===== Dataset records

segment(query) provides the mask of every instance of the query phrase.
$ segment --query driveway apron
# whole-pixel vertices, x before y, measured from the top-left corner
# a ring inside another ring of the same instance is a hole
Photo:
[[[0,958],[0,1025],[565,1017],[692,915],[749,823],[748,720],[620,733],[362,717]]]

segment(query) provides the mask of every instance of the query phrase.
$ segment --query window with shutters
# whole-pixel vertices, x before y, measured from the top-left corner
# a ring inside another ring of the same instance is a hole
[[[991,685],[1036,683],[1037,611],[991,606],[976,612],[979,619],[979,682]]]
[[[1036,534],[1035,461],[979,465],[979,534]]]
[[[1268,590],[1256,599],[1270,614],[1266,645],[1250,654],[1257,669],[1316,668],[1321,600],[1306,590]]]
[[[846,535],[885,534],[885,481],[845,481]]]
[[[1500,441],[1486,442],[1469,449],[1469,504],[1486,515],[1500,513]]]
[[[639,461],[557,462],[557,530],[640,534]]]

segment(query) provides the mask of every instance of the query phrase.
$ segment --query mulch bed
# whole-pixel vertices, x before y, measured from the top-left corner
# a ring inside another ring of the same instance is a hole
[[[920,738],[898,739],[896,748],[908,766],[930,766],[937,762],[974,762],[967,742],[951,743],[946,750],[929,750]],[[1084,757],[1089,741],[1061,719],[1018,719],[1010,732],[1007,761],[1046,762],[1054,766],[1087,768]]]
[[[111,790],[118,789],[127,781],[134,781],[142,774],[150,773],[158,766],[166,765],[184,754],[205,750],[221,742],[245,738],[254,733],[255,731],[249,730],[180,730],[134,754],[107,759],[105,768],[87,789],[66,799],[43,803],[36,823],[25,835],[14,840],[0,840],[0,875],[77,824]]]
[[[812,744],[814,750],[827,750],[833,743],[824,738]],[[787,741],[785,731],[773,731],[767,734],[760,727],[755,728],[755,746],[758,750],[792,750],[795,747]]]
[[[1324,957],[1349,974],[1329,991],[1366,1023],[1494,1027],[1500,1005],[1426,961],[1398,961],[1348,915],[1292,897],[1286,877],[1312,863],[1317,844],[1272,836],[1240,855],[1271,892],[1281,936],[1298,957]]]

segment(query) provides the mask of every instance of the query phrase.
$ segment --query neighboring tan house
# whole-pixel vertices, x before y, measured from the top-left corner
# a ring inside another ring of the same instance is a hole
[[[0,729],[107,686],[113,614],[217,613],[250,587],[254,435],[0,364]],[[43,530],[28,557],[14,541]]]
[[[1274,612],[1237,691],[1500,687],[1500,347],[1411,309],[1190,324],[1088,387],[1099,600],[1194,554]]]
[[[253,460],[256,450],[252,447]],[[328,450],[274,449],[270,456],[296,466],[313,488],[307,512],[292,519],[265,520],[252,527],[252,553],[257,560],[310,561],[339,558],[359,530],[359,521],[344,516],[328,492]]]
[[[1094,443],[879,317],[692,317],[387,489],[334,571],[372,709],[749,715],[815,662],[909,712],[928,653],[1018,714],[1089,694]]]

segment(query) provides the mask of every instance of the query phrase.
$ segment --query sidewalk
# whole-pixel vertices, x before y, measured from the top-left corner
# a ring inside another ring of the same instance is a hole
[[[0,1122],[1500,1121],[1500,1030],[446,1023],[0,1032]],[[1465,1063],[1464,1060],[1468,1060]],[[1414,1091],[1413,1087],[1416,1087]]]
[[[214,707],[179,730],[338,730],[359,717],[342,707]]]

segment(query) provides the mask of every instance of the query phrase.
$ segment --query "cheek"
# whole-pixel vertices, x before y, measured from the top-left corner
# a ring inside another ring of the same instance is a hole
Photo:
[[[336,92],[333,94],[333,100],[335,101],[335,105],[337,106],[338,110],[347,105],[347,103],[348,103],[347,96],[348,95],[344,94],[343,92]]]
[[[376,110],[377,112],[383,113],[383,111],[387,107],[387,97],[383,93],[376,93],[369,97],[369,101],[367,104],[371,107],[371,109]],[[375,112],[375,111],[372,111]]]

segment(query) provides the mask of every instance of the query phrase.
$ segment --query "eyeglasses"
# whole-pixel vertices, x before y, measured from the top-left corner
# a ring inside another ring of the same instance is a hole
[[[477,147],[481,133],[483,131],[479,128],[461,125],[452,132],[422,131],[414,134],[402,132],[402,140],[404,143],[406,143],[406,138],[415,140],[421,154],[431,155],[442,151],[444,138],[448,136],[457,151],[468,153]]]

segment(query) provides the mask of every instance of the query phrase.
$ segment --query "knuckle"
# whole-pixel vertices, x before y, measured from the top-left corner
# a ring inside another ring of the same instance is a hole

==========

» About this exercise:
Every record above must be set down again, word for word.

» Task solution:
segment(query) provides the mask of every instance of the query phrase.
$ segment --query driveway apron
# whole-pixel vertices, x before y, measured from the top-left corner
# a ring inside another ring of the same instance is a hole
Photo:
[[[0,958],[0,1025],[565,1017],[692,915],[749,823],[748,720],[620,733],[362,717]]]

segment(query) provides the mask of every instance of the query phrase.
$ segment --query window with shutters
# whole-pixel vertices, x before y, measured from the top-left corner
# a ring inside another ring of the same instance is a hole
[[[991,685],[1036,683],[1037,611],[991,606],[976,612],[979,619],[979,682]]]
[[[1036,534],[1035,461],[979,465],[979,534]]]
[[[1268,590],[1256,599],[1270,614],[1266,645],[1250,654],[1257,669],[1316,668],[1321,600],[1306,590]]]
[[[846,535],[885,534],[885,481],[845,481]]]
[[[1500,441],[1486,442],[1469,449],[1469,504],[1486,515],[1500,513]]]
[[[639,461],[557,462],[557,530],[640,534]]]

segment(query) provides the mask of every instance of the query phrase.
$ segment --query mulch bed
# whole-pixel vertices, x before y, measured from the top-left corner
# a ring inside another ring of the same instance is a hole
[[[920,738],[898,739],[896,748],[908,766],[930,766],[937,762],[974,762],[967,742],[951,743],[946,750],[929,750]],[[1084,757],[1089,741],[1061,719],[1018,719],[1010,732],[1007,761],[1046,762],[1054,766],[1087,768]]]
[[[111,790],[118,789],[127,781],[134,781],[142,774],[150,773],[158,766],[166,765],[184,754],[205,750],[221,742],[245,738],[254,733],[255,731],[249,730],[180,730],[134,754],[107,759],[105,768],[87,789],[66,799],[43,803],[36,823],[25,835],[14,840],[0,840],[0,875],[77,824]]]
[[[812,744],[814,750],[827,750],[833,743],[824,738]],[[787,741],[785,731],[773,731],[767,734],[760,727],[755,728],[755,746],[758,750],[792,750],[795,747]]]
[[[1324,957],[1349,974],[1329,991],[1366,1023],[1494,1027],[1500,1005],[1426,961],[1398,961],[1348,915],[1292,897],[1286,877],[1312,863],[1317,844],[1272,836],[1240,855],[1271,892],[1281,936],[1298,957]]]

segment(query) provides the mask of every instance of the query phrase.
$ segment --query neighboring tan house
# whole-pixel vertices, x before y, measured from the top-left corner
# a ring inside another ring of the same instance is a hole
[[[0,729],[107,686],[113,614],[217,613],[250,587],[254,435],[0,364]],[[43,530],[28,557],[14,541]]]
[[[1274,612],[1237,691],[1500,687],[1500,347],[1411,309],[1190,324],[1088,387],[1099,600],[1194,554]]]
[[[253,460],[256,450],[252,447]],[[328,450],[274,449],[270,456],[296,466],[313,488],[307,512],[292,519],[265,520],[252,527],[252,553],[257,560],[310,561],[339,558],[359,530],[359,521],[344,516],[328,492]]]
[[[1094,443],[879,317],[692,317],[387,489],[334,571],[372,709],[749,715],[815,662],[909,712],[928,653],[1018,714],[1089,694]]]

segment(query) provides the mask of every instance of the query phrase.
$ segment --query sidewalk
# whole-pixel vertices, x before y, measured from the top-left corner
# a ring inside another ring of the same instance is a hole
[[[0,1122],[1500,1121],[1500,1030],[446,1023],[0,1032]],[[1465,1063],[1464,1060],[1468,1060]],[[1414,1091],[1413,1087],[1416,1087]]]
[[[214,707],[179,730],[338,730],[359,717],[342,707]]]

segment(query) provides the mask of every instance of the query phrase.
$ segment --query "cheek"
# whole-pixel vertices, x before y, measured from the top-left corner
# a ring inside another ring of the same instance is a hole
Photo:
[[[336,92],[333,94],[333,100],[335,101],[335,105],[337,106],[338,110],[347,105],[347,103],[348,103],[347,96],[348,95],[344,94],[343,92]]]
[[[376,110],[377,112],[383,113],[383,111],[387,107],[387,97],[383,93],[376,93],[369,97],[369,101],[367,104],[371,107],[371,109]],[[375,112],[375,111],[372,111]]]

segment(query) provides the mask of every instance of the query phrase.
$ segment --query "eyeglasses"
# whole-pixel vertices, x before y, measured from the top-left corner
# a ring inside another ring of the same instance is a hole
[[[477,147],[481,133],[483,131],[479,128],[461,125],[452,132],[422,131],[414,134],[402,132],[402,140],[404,143],[406,143],[406,138],[415,140],[421,154],[431,155],[442,151],[444,138],[448,136],[457,151],[468,153]]]

segment(query) provides the mask of every instance of the query phrase.
$ segment --query "knuckle"
# whole-pixel vertices, x before y, measured from the top-left corner
# a ring inside another ring of the same instance is a hole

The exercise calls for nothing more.